(Excerpted data)

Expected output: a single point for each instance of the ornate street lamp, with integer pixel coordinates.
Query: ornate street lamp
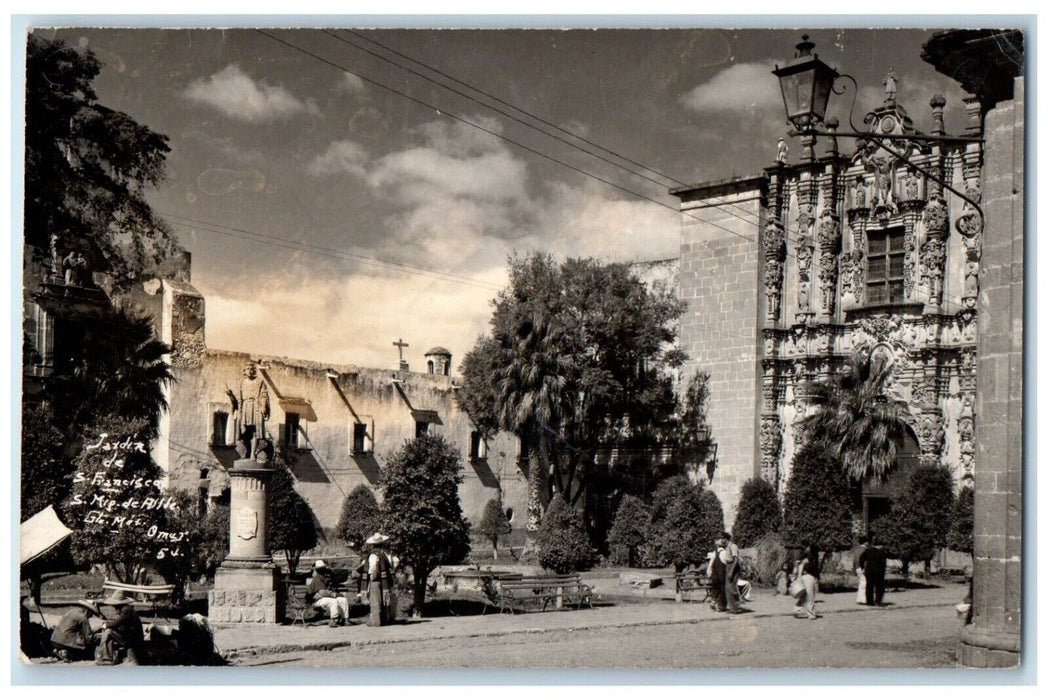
(806, 84)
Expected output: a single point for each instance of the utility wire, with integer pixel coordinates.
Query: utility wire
(245, 234)
(500, 136)
(529, 114)
(522, 146)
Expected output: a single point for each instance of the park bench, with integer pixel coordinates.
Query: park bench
(688, 582)
(553, 589)
(150, 595)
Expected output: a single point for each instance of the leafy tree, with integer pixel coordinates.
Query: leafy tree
(962, 521)
(421, 512)
(117, 367)
(580, 356)
(494, 524)
(855, 418)
(46, 474)
(816, 504)
(118, 512)
(759, 513)
(88, 169)
(686, 519)
(629, 530)
(361, 516)
(564, 547)
(918, 522)
(292, 528)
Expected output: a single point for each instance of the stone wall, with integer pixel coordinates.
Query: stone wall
(992, 639)
(718, 279)
(326, 398)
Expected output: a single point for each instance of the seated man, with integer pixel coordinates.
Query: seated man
(73, 638)
(321, 594)
(124, 637)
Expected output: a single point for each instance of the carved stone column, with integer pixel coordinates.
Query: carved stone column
(773, 245)
(829, 246)
(246, 583)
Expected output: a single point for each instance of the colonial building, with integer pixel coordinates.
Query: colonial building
(789, 271)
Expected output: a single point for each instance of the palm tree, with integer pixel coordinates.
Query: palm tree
(859, 423)
(529, 381)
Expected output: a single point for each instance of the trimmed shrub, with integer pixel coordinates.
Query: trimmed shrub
(629, 530)
(919, 520)
(684, 523)
(361, 517)
(494, 524)
(769, 558)
(564, 547)
(816, 506)
(421, 510)
(760, 512)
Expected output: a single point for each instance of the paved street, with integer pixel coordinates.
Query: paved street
(918, 630)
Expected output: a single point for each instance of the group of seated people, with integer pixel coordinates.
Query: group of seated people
(84, 633)
(375, 577)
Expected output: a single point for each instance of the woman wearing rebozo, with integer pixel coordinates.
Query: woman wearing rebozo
(381, 597)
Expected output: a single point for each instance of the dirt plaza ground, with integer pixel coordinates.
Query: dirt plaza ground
(919, 628)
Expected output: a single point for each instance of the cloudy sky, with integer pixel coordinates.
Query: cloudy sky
(333, 203)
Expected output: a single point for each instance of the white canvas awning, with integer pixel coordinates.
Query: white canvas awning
(40, 534)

(End Excerpted data)

Instructions to follow: Apart from the pictures, every record must be set down exactly.

Solution:
Expected output: a single point for each instance of the ornate street lamp, with integer pixel coordinates.
Query: ornate street lamp
(806, 84)
Expected output: a single point for each instance of the utility wire, with integer pixel coordinates.
Query: utility wire
(245, 234)
(500, 136)
(529, 114)
(522, 146)
Expected output: a single point for each instance of the park bench, with integer pixel coordinates.
Query: park bench
(688, 582)
(553, 589)
(150, 595)
Expected output: a single point for each instance of the leafy tree, with integer pixel coordinates.
Query: leafy tree
(962, 521)
(421, 512)
(117, 367)
(580, 356)
(494, 524)
(855, 418)
(46, 474)
(816, 504)
(118, 512)
(759, 513)
(88, 169)
(686, 519)
(629, 530)
(361, 516)
(564, 547)
(918, 522)
(292, 528)
Expected output: a single point for each instance of the stone wall, with integer pixel coordinates.
Query: stone wall
(992, 639)
(718, 279)
(326, 398)
Expected output: a single point for each instance of the seated man, with integer pixel coordinates.
Query: seated man
(73, 638)
(321, 594)
(124, 637)
Expected output: a single point for each instance of the carved stone column, with integer pixel coordinates.
Query: carved stone column
(773, 245)
(829, 246)
(246, 583)
Expected output: a single point for each instance of the colonial building, with integer pixel coordinates.
Query: colonial building
(789, 271)
Expected output: a single point for each instance of the palm tree, with integer pixel coordinates.
Query: palm tree
(859, 423)
(529, 381)
Expected output: a single point for each instance of the trimmed shrub, with integer pixel coordinates.
Query: trimmed shrub
(629, 530)
(919, 520)
(684, 523)
(361, 517)
(494, 524)
(769, 558)
(564, 547)
(816, 506)
(421, 510)
(760, 512)
Expected output: a single point for each instance of the paved street, with integer pixel coordinates.
Query: paved street
(918, 630)
Expected output: a single point for each instance of the group of seated people, with integer pixel coordinates.
Query: group of seated people
(84, 633)
(375, 577)
Expected output: a single point for each instance of the woman wearing rebozo, with integer pixel coordinates.
Query: woman wearing rebozo
(381, 597)
Expected output: a single point for each instance of the dirt plaza ground, with integer pixel coordinates.
Query: dirt plaza ground
(919, 628)
Expected output: a single point for each instance of the cloudy sky, with integer pixel coordinates.
Query: cloudy sky
(333, 203)
Expected output: a single point for each instance of the white canvas awning, with integer pixel coordinates.
Query: white canvas awning
(40, 534)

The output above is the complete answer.